» **Task instructions**
Word for word, transcribe the data below from the line with "Where can the smiling" to the line with "column 306, row 276", keeping both of those lines.

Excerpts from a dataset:
=== Begin Enclosure ===
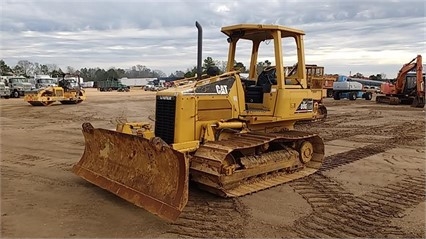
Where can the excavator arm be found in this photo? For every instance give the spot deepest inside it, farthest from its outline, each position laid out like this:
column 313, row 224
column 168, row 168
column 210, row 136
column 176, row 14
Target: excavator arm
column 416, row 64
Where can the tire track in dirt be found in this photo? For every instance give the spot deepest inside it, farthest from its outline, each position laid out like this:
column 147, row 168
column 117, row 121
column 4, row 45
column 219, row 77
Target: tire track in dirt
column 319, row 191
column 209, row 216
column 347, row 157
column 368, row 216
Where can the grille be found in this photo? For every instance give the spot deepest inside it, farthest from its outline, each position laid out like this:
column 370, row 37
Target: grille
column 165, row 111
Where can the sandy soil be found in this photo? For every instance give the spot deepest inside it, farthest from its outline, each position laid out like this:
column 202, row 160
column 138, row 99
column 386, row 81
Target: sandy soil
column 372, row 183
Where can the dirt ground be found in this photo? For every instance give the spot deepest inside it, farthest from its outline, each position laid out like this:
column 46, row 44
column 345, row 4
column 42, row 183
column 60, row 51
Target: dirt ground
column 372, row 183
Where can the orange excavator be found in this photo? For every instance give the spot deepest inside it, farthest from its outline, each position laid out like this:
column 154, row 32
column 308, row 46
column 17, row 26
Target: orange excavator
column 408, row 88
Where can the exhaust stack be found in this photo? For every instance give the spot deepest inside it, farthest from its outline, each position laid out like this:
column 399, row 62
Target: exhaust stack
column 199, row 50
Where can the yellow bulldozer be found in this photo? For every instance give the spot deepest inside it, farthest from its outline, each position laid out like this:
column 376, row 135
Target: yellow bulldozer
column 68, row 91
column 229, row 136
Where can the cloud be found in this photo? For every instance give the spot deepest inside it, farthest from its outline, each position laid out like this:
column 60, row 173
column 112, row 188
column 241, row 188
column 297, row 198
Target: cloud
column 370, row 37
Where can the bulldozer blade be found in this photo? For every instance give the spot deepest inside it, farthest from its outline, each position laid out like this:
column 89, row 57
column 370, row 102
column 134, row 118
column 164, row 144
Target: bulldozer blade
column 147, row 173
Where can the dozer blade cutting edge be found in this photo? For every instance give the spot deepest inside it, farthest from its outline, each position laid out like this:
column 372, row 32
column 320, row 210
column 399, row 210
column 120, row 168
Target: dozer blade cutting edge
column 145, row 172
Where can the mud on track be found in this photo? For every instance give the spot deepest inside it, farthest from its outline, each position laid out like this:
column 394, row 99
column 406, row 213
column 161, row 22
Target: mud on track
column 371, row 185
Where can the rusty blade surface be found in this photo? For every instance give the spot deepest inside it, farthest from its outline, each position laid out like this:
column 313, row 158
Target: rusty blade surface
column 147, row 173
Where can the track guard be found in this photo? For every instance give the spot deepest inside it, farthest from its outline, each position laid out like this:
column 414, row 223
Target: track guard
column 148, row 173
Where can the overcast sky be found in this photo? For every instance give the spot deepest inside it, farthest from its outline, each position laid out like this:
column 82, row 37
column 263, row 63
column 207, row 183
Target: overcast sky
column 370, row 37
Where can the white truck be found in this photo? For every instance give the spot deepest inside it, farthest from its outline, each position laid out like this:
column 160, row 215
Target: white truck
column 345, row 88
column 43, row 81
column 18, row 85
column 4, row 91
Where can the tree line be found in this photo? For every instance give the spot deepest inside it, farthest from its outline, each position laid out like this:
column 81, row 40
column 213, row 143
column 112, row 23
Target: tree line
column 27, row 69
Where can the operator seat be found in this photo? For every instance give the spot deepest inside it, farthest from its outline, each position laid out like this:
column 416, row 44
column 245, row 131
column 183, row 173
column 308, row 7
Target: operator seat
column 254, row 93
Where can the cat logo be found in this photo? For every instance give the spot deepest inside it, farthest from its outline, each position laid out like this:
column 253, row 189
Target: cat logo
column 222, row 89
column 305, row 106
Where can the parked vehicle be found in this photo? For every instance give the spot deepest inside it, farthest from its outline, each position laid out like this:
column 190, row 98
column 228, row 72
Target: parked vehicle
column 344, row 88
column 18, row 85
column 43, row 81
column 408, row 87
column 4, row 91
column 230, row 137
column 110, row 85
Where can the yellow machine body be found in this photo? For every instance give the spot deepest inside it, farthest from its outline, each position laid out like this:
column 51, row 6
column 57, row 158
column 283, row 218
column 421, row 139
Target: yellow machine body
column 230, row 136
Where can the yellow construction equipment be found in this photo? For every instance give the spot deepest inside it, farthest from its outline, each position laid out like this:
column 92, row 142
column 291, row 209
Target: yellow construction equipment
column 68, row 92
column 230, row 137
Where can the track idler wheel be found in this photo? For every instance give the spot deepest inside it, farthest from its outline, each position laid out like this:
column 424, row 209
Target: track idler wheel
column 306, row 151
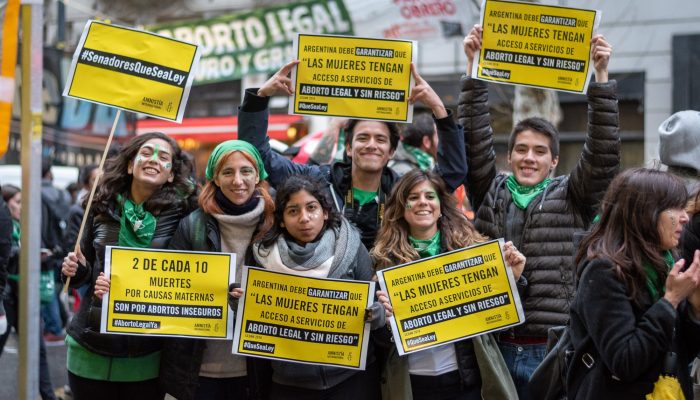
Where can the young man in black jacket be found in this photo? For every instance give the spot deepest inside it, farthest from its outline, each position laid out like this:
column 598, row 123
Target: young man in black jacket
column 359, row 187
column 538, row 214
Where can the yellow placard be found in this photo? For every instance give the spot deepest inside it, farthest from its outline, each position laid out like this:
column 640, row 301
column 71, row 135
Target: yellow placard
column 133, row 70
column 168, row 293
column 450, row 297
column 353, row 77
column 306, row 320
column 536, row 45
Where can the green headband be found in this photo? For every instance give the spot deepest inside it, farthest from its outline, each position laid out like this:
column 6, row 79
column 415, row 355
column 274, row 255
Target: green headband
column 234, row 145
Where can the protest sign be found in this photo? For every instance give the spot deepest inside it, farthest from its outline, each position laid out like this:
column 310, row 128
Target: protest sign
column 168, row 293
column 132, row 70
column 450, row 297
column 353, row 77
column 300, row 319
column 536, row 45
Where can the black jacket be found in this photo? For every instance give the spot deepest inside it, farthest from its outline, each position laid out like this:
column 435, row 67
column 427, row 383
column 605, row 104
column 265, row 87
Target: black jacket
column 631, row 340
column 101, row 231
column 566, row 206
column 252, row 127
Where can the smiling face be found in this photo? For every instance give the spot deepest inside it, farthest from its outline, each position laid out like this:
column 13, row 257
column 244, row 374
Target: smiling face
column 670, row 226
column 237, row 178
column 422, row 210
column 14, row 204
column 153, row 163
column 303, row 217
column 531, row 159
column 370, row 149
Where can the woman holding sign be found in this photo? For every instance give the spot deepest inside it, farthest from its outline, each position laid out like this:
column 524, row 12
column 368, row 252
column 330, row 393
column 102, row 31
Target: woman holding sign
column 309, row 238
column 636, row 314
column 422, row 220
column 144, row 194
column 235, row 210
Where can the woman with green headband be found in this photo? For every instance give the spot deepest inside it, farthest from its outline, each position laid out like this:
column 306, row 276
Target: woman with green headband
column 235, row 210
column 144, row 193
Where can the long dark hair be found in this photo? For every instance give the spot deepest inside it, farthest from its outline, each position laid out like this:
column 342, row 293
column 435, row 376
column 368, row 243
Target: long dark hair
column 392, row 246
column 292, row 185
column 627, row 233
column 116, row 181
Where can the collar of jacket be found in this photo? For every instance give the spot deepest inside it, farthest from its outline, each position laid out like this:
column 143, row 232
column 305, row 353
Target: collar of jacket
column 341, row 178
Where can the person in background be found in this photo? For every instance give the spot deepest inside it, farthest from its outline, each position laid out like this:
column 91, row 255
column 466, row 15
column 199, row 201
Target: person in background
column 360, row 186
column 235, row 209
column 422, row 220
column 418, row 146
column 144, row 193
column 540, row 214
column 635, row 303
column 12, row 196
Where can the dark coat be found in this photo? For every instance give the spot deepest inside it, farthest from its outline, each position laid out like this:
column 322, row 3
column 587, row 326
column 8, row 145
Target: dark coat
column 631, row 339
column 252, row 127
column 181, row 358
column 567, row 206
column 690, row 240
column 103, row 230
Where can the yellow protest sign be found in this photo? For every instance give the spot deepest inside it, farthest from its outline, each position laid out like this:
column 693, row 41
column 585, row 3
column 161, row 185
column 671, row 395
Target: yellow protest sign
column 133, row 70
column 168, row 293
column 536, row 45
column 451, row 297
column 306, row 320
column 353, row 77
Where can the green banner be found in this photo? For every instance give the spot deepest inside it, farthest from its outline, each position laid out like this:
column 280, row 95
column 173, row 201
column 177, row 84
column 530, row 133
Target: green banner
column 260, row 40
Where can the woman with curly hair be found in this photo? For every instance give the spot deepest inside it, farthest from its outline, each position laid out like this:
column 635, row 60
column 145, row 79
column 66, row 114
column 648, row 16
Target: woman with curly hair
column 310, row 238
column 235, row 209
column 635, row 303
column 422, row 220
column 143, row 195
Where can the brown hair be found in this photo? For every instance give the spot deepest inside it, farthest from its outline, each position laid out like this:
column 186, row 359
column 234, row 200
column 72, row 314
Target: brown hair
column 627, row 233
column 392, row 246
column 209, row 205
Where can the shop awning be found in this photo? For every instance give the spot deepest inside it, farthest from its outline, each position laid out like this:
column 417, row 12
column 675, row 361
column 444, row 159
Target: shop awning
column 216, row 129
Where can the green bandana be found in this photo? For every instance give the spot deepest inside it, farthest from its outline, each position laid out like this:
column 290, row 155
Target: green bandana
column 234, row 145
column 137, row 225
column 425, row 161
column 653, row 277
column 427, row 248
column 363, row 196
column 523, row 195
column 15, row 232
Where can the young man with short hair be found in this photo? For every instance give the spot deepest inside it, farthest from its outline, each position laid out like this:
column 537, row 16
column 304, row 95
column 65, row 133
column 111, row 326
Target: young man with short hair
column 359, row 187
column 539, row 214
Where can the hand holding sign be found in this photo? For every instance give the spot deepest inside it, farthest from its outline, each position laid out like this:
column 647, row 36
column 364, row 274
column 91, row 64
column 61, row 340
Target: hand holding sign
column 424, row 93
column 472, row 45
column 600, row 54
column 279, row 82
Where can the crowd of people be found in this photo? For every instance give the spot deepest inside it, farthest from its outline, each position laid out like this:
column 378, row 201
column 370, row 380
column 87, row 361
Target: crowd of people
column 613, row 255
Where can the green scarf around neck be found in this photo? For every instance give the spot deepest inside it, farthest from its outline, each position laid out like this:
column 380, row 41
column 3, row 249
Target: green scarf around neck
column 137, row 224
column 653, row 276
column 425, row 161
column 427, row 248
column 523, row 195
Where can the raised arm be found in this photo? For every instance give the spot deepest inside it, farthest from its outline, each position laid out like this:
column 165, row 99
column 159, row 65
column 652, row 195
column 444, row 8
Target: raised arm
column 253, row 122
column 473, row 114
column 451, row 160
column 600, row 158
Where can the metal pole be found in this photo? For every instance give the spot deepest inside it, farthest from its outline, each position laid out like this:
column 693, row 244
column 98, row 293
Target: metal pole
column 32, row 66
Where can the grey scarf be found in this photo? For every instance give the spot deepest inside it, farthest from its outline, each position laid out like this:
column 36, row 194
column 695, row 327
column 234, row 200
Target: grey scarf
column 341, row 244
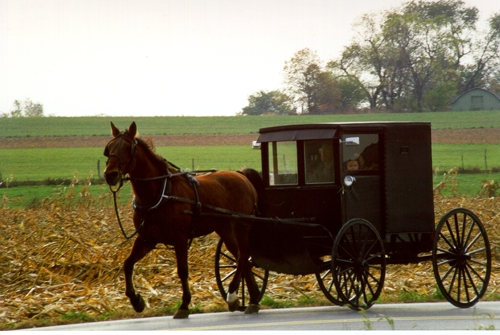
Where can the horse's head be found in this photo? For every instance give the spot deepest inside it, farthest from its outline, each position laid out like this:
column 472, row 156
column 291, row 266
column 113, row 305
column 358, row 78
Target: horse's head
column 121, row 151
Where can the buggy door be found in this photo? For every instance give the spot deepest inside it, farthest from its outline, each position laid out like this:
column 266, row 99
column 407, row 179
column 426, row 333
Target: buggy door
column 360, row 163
=== End Enclosure ===
» **Output of the task**
Where can the smiling face be found in this photo? For every instance give the spot deepest inside it, farthest from its outline, each position laid out like this:
column 13, row 257
column 244, row 374
Target: smiling face
column 670, row 226
column 237, row 178
column 422, row 210
column 14, row 204
column 153, row 163
column 303, row 217
column 531, row 159
column 370, row 149
Where can the woman holding sign be found in this photo? For every instance give the spot deepest inside it, farthest from its outline, each position laid out like this:
column 524, row 12
column 368, row 252
column 330, row 393
column 102, row 31
Target: woman holding sign
column 309, row 238
column 636, row 314
column 422, row 220
column 144, row 194
column 235, row 210
Where can the woman with green headband be found in this photo? For every instance give the spot deepest inside it, farthest from its outline, each position laid out like this:
column 306, row 276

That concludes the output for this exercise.